Подобными сценами сопровождался и проезд через Сен-Канна; оттуда пустынная дорога в Экс долго идет все прямо и прямо. Слух о приезде Мирабо распространился по окрестностям; чтобы приветствовать народного защитника, провансальцы сбегались из своих деревень; пастухи дудели в рожки, барабаны били в такт шагу лошадей, в воздух запускали петарды и зажигали праздничные огни.

К ночи добрались до края большой котловины, в которой лежит Экс, увенчанный короной из сосновых лесов. Подобно длинной огненной змее, из празднично украшенного города поднималось факельное шествие. Мирабо не мог скрыть волнения; сдавленным голосом он прошептал сквозь слезы:

— Я вижу, каким образом люди стали рабами: тирания произросла из признательности.

Остановились на площади Проповедников. Мирабо вытащили из кареты и торжественно отнесли в дом, где он жил; он вышел на балкон и сказал несколько слов. Благодаря за трогательный прием, оказанный ему городом, в котором он пережил столько невзгод, он объявил:

— Народ никогда не должен благодарить, потому что с ним никогда не рассчитаются. Ненавидьте угнетателей так же, как вы любите ваших друзей, и вас никогда не будут угнетать.

Потом он попросил передышки, чтобы переодеться, прежде чем отправиться на ужин к своему другу Жоберу — единственному адвокату, согласившемуся его защищать в 1783 году.

Обязательные задания.
• a. Назовите все географические названия и названия мест, которые встречаются в отрывке о приезде Мирабо в Экс.
• b. Ответьте по отрывку о приезде Мирабо в Экс:
(i) В такт чему били барабаны?
(ii) Чем увенчан Экс?
(iii) В каком году Жобер согласился защищать Мирабо?
• c. Дословно перепишите из отрывка о приезде Мирабо в Экс фрагмент от слов «Подобными сценами сопровождался» до слов «произросла из признательности.» включительно.

Исходные данные.

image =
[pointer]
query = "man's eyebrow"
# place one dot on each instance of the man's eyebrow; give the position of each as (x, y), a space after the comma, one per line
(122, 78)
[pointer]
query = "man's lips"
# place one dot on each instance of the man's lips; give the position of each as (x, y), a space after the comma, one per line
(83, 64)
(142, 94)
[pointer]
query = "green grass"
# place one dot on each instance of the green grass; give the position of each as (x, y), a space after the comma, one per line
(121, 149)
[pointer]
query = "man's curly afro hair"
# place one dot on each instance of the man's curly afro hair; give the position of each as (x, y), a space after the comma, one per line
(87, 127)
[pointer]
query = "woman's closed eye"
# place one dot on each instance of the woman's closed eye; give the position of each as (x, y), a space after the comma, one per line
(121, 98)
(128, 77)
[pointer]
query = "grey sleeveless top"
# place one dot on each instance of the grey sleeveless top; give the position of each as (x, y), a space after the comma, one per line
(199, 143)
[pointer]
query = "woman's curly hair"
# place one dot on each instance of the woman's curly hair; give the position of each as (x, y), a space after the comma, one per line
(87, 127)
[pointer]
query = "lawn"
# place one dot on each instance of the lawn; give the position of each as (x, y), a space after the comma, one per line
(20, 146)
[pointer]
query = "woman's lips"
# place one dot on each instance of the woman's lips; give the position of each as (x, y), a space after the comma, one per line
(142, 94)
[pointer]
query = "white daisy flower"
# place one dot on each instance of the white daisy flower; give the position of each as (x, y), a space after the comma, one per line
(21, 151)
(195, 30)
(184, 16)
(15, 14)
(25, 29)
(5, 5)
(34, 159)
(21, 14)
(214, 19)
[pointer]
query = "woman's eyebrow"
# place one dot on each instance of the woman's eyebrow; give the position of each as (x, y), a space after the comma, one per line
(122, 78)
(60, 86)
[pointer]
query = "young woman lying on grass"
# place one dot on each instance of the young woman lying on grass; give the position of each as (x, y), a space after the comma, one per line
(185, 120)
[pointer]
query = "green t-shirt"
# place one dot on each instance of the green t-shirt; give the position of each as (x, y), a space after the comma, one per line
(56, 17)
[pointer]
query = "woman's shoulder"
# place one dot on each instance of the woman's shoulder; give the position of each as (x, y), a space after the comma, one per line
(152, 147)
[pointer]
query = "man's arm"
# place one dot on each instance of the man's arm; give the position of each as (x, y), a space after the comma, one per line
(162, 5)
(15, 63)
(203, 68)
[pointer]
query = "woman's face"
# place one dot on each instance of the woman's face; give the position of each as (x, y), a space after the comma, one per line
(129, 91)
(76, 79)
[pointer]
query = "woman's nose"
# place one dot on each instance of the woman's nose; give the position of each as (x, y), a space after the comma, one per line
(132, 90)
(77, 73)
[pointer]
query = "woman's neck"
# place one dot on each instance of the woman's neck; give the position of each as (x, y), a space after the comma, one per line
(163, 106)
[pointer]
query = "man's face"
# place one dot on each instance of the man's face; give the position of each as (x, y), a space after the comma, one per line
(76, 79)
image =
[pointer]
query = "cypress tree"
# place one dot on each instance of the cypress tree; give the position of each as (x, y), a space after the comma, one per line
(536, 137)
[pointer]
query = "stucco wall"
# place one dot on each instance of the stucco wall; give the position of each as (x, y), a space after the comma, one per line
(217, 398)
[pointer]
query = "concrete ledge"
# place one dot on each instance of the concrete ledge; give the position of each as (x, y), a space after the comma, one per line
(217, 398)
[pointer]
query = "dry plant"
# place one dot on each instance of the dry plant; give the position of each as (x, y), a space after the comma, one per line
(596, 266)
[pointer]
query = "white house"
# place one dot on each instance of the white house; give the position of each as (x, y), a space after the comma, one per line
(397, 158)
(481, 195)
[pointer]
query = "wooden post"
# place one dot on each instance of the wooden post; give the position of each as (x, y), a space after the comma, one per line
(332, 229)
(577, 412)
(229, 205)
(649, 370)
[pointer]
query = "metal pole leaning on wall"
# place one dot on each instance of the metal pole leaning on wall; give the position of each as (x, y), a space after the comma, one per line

Ответы к упражнению.
• a. Сен-Канна, Экс, площадь Проповедников

• b.
(i) В такт шагу лошадей.
(ii) Короной из сосновых лесов.
(iii) В 1783 году.

• c.
Подобными сценами сопровождался и проезд через Сен-Канна; оттуда пустынная дорога в Экс долго идет все прямо и прямо. Слух о приезде Мирабо распространился по окрестностям; чтобы приветствовать народного защитника, провансальцы сбегались из своих деревень; пастухи дудели в рожки, барабаны били в такт шагу лошадей, в воздух запускали петарды и зажигали праздничные огни.

К ночи добрались до края большой котловины, в которой лежит Экс, увенчанный короной из сосновых лесов. Подобно длинной огненной змее, из празднично украшенного города поднималось факельное шествие. Мирабо не мог скрыть волнения; сдавленным голосом он прошептал сквозь слезы:

— Я вижу, каким образом люди стали рабами: тирания произросла из признательности.